■ What is needed: Rewrite the stretch from the line containing "Where can you find the cloudy" through the line containing "<point>157,285</point>", replacing "roof shingle" with "roof tile" and changing nothing else.

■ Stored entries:
----------
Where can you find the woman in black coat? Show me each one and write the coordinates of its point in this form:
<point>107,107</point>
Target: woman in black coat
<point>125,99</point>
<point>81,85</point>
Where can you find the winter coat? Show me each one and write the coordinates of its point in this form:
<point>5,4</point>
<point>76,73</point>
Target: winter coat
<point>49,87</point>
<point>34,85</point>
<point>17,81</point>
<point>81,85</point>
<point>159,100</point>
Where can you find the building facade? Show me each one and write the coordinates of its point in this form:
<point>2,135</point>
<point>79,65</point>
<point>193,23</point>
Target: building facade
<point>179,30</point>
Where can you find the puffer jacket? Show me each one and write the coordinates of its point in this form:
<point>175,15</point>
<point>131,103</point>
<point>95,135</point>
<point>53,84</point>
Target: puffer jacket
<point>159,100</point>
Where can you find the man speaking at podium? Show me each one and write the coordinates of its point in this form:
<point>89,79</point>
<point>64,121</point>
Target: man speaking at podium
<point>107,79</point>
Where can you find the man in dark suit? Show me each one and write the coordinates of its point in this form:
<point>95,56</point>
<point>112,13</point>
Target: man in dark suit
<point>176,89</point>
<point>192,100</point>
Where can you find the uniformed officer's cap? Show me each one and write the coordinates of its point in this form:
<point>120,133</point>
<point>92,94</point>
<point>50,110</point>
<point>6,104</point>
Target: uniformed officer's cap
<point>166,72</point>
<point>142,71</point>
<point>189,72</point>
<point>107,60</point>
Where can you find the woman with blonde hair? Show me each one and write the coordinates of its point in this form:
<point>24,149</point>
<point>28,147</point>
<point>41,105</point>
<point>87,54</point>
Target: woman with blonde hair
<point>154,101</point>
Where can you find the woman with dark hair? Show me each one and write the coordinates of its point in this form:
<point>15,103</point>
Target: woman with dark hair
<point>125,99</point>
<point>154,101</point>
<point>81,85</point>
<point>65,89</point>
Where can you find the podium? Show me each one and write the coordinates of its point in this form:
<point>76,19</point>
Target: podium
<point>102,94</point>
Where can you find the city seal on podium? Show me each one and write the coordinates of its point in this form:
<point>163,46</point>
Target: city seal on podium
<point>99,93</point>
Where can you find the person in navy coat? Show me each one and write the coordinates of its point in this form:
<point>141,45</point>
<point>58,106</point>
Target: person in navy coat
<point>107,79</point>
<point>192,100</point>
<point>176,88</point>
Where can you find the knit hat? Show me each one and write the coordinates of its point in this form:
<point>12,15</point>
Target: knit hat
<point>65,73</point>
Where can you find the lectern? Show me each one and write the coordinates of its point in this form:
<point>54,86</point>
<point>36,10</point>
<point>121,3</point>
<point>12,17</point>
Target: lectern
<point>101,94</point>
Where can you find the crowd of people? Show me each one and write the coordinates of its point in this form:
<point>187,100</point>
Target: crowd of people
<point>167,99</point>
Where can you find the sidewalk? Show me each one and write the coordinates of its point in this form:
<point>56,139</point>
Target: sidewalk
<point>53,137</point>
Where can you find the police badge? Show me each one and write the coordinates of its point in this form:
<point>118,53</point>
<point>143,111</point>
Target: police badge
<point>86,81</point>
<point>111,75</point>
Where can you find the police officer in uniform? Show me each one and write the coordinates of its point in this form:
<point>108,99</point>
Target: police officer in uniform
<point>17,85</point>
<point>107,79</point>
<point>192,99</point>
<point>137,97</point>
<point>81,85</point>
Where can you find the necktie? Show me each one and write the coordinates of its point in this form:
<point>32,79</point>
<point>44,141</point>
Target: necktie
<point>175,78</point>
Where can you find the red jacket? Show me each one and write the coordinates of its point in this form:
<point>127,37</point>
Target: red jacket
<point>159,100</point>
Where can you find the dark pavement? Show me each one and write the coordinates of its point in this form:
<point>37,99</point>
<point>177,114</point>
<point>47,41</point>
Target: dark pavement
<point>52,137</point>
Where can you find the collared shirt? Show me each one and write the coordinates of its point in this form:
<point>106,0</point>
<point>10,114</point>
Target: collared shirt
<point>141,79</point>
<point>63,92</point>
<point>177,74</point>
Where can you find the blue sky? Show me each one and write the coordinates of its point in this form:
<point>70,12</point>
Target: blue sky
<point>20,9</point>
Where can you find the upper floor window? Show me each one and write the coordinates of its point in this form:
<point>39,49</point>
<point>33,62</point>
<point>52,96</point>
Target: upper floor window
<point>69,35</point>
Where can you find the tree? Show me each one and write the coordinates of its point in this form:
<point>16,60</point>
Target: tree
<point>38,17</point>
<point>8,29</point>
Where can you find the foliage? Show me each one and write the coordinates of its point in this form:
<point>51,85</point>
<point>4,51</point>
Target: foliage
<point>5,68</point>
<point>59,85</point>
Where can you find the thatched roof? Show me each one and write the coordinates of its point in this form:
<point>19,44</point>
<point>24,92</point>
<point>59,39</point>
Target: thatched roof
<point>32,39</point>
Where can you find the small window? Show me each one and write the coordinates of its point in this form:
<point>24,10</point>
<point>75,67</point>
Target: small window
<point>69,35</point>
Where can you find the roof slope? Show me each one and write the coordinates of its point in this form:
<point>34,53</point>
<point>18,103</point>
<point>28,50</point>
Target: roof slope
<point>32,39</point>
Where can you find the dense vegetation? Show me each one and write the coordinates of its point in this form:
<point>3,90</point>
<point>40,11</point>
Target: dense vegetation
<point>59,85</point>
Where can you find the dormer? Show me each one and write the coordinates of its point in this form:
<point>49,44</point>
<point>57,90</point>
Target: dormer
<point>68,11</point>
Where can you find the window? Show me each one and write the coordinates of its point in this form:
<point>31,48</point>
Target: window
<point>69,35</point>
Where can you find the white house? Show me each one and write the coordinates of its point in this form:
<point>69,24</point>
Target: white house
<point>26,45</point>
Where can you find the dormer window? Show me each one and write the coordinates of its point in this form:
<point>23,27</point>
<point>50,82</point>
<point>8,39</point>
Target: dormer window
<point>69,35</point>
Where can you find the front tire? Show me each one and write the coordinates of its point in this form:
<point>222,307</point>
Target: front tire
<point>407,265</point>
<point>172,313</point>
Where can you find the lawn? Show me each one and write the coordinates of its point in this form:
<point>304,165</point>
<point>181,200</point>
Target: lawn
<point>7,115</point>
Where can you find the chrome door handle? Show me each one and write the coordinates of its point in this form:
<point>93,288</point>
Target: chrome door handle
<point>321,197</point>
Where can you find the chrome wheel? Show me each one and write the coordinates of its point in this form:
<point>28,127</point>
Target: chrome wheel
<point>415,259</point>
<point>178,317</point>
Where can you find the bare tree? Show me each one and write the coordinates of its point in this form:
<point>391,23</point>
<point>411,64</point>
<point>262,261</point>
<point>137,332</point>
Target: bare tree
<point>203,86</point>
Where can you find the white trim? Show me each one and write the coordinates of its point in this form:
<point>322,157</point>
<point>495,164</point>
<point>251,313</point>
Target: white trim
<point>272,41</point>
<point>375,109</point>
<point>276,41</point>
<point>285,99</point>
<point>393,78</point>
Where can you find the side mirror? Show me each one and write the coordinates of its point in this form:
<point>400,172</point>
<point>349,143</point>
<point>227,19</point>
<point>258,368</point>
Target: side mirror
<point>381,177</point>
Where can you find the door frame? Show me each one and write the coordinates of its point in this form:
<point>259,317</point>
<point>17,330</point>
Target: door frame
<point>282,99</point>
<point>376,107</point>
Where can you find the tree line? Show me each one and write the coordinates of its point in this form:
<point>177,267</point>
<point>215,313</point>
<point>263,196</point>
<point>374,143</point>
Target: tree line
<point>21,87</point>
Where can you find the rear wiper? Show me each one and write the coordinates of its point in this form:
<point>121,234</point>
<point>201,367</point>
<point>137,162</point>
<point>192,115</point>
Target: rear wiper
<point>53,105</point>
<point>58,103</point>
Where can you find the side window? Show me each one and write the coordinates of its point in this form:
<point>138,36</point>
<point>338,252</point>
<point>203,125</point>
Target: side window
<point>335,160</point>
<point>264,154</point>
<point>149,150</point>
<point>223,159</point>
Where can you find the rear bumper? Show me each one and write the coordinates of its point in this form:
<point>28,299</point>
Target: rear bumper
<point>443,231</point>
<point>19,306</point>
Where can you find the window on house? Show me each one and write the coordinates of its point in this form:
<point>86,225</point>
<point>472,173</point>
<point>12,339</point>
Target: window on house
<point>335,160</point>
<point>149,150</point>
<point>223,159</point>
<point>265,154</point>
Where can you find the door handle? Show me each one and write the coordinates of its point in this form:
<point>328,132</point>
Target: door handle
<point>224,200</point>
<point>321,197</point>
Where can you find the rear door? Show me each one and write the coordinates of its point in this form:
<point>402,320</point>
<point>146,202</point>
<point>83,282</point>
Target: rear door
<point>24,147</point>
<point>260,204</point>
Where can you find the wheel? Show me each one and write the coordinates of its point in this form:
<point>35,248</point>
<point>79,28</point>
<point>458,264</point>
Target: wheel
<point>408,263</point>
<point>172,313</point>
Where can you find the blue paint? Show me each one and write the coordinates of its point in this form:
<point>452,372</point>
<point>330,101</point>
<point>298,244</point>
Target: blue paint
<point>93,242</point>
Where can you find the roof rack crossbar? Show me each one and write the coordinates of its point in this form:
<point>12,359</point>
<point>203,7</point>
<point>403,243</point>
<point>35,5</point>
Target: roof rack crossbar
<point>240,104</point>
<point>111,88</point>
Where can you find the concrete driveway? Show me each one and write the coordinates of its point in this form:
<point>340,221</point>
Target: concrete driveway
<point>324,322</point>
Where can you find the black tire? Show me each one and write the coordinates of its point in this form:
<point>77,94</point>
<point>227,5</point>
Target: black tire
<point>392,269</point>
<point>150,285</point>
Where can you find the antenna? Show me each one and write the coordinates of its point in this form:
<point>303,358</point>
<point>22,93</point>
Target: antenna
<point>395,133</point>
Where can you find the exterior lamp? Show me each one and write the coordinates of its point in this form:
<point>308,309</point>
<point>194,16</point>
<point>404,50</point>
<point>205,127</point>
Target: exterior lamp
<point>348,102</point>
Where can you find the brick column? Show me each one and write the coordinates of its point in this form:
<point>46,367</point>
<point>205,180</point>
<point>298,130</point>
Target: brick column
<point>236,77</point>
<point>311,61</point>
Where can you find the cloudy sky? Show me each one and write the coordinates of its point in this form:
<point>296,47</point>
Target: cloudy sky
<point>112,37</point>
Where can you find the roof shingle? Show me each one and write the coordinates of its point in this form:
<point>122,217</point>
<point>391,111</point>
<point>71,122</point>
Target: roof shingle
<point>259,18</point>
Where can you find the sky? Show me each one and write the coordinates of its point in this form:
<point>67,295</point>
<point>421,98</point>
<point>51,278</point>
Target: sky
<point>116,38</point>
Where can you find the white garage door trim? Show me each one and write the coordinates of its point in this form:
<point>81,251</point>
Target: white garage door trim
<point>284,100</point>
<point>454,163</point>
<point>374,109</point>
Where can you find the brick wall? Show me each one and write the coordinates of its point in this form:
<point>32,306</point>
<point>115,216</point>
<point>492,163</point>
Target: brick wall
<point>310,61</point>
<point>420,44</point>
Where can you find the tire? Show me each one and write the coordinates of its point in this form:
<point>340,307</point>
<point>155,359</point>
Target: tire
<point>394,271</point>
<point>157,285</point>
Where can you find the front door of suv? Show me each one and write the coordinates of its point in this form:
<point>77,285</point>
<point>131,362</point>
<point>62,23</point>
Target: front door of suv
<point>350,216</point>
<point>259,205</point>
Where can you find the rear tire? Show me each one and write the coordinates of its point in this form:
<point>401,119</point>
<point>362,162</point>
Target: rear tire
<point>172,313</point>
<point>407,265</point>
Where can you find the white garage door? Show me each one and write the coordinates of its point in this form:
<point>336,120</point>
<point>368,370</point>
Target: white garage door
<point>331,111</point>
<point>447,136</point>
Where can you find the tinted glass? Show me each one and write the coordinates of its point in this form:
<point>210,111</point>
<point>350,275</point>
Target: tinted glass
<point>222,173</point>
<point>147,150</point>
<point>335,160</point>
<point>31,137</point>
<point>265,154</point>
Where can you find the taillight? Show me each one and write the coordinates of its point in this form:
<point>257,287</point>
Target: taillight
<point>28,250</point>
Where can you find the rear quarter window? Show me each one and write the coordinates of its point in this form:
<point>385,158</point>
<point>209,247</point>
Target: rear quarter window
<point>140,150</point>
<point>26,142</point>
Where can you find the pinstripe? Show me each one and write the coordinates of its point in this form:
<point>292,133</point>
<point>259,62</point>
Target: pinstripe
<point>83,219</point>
----------
■ Result of the task:
Where can you find the cloudy sky? Show me each one and write the coordinates of its point in this form:
<point>296,47</point>
Target: cloudy sky
<point>112,37</point>
Where can you find the roof tile? Show me each one and write the coordinates of its point in this form:
<point>122,217</point>
<point>391,111</point>
<point>71,122</point>
Target: roof tile
<point>259,18</point>
Where can you find the sky? Show me each one and write the coordinates of its point in this form:
<point>67,295</point>
<point>421,98</point>
<point>51,278</point>
Target: sky
<point>116,38</point>
Where can you find the white garage door trim? Show me each one and write the coordinates of its point in this form:
<point>81,251</point>
Target: white garage door trim
<point>284,100</point>
<point>454,163</point>
<point>374,109</point>
Where can you find the brick wall? Show me each one and write the coordinates of its point in this form:
<point>32,306</point>
<point>115,216</point>
<point>492,163</point>
Target: brick wall
<point>310,61</point>
<point>420,44</point>
Where can you find the tire? Show me each one and write the coordinates of its point in this form:
<point>340,307</point>
<point>155,359</point>
Target: tire
<point>394,271</point>
<point>157,285</point>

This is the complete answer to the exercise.